Selected excerpt
========================================================================

Rhizobium leguminosarum

Scientific classification
- Domain: Bacteria
- Kingdom: Pseudomonadati
- Phylum: Pseudomonadota
- Class: Alphaproteobacteria
- Order: Hyphomicrobiales
- Family: Rhizobiaceae
- Genus: Rhizobium
- Species: R. leguminosarum
- Binomial name: Rhizobium leguminosarum (Frank 1879) Frank 1889 (Approved Lists 1980)
- Type strain: ATCC 10004 LMG 14904 strain 3Hoq18 USDA 2370
- Biovars: symbiovar trifolii; symbiovar viciae;
- Synonyms: Rhizobium trifolii Dangeard 1926 (Approved Lists 1980);

= Rhizobium leguminosarum =

- Genus: Rhizobium
- Species: leguminosarum
- Authority: (Frank 1879) Frank 1889 (Approved Lists 1980)
- Synonyms: Rhizobium trifolii Dangeard 1926 (Approved Lists 1980)

Species of bacterium

Rhizobium leguminosarum is a Gram-negative soil bacterium in the genus Rhizobium that forms mutualistic, nitrogen-fixing symbioses with legumes. Compatible strains colonise the roots of various host plants and induce the formation of root nodules, within which the bacteria differentiate into bacteroids and convert atmospheric nitrogen into ammonium compounds that can be used by the plant. In return, the plant supplies the bacteria with carbon compounds.

========================================================================

Stored data:
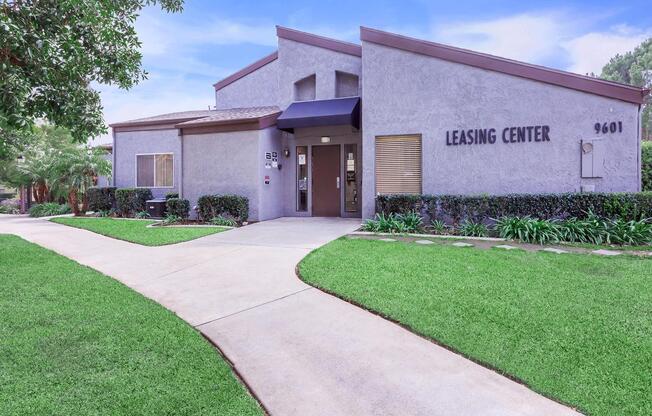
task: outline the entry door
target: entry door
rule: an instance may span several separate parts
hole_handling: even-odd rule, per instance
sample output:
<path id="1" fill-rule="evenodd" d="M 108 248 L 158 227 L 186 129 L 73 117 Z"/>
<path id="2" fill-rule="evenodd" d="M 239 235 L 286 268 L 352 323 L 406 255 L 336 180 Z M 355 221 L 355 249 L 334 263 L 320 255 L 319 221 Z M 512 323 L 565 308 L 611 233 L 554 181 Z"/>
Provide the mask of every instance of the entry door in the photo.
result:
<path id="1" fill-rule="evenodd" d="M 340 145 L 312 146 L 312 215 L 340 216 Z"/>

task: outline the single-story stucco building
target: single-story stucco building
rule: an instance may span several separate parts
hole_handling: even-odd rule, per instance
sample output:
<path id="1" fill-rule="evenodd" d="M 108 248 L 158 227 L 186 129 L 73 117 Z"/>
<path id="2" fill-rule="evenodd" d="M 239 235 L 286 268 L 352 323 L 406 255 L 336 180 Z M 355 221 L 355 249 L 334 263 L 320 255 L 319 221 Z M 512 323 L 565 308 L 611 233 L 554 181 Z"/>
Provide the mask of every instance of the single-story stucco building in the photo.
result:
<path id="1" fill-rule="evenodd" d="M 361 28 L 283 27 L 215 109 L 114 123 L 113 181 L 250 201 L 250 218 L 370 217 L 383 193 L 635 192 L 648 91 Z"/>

========================================================================

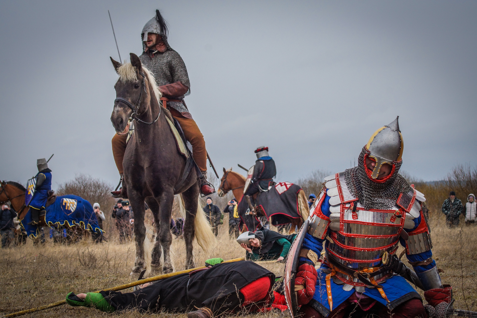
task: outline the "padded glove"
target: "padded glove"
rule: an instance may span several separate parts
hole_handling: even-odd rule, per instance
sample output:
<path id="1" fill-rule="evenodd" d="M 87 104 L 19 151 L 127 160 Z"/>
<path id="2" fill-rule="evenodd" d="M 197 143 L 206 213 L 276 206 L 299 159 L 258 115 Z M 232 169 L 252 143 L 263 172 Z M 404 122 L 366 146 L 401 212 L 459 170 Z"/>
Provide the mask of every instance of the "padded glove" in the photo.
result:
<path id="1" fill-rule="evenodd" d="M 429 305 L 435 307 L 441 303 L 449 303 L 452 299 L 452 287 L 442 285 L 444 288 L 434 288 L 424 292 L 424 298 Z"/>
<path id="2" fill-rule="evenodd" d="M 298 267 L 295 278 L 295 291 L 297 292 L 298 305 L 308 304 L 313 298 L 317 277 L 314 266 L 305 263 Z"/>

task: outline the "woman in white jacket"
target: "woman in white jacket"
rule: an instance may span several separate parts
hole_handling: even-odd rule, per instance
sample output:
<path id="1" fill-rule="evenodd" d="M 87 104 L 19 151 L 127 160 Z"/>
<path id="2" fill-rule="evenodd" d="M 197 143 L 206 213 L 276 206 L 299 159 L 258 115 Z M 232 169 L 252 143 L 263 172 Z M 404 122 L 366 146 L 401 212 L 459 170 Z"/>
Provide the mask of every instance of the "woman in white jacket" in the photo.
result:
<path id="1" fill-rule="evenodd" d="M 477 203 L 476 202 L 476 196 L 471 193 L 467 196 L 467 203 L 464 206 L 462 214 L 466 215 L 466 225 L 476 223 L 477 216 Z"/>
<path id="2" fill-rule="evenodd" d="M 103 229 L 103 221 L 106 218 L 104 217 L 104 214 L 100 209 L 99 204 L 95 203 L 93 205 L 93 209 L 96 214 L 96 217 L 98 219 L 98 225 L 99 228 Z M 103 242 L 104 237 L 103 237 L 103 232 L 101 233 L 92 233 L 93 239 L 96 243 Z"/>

========================================================================

Exercises to complete
[a] Reproduce, word for word, the passage of the Rhizobium leguminosarum article that opens with the words containing "Species of bacterium" and closes with "with carbon compounds.".
[b] Pick up the Rhizobium leguminosarum article after its last sentence and continue writing it.

Results for the exercise
[a]
Species of bacterium

Rhizobium leguminosarum is a Gram-negative soil bacterium in the genus Rhizobium that forms mutualistic, nitrogen-fixing symbioses with legumes. Compatible strains colonise the roots of various host plants and induce the formation of root nodules, within which the bacteria differentiate into bacteroids and convert atmospheric nitrogen into ammonium compounds that can be used by the plant. In return, the plant supplies the bacteria with carbon compounds.

[b]
Different symbiotic groups have characteristic host ranges: strains of symbiovar viciae nodulate legumes including peas, vetches and lentils, whereas symbiovar trifolii is associated with clovers. R. leguminosarum, particularly strains of symbiovar viciae, has been widely used as a model for studying root-nodule formation, bacteroid metabolism and symbiotic nitrogen fixation. Its genome has also been extensively studied, including the complete sequencing of the widely used strain 3841.

== Morphology ==
Rhizobium leguminosarum is a Gram-negative, motile, rod-shaped, aerobic bacterium.

== Common biovars==
Rhizobium leguminosarum biovar trifolii, and R. leguminosarum biovar viciae are the most commonly studied biovars of R. leguminosarum, with certain studies seemingly treating R. trifolii as its own species.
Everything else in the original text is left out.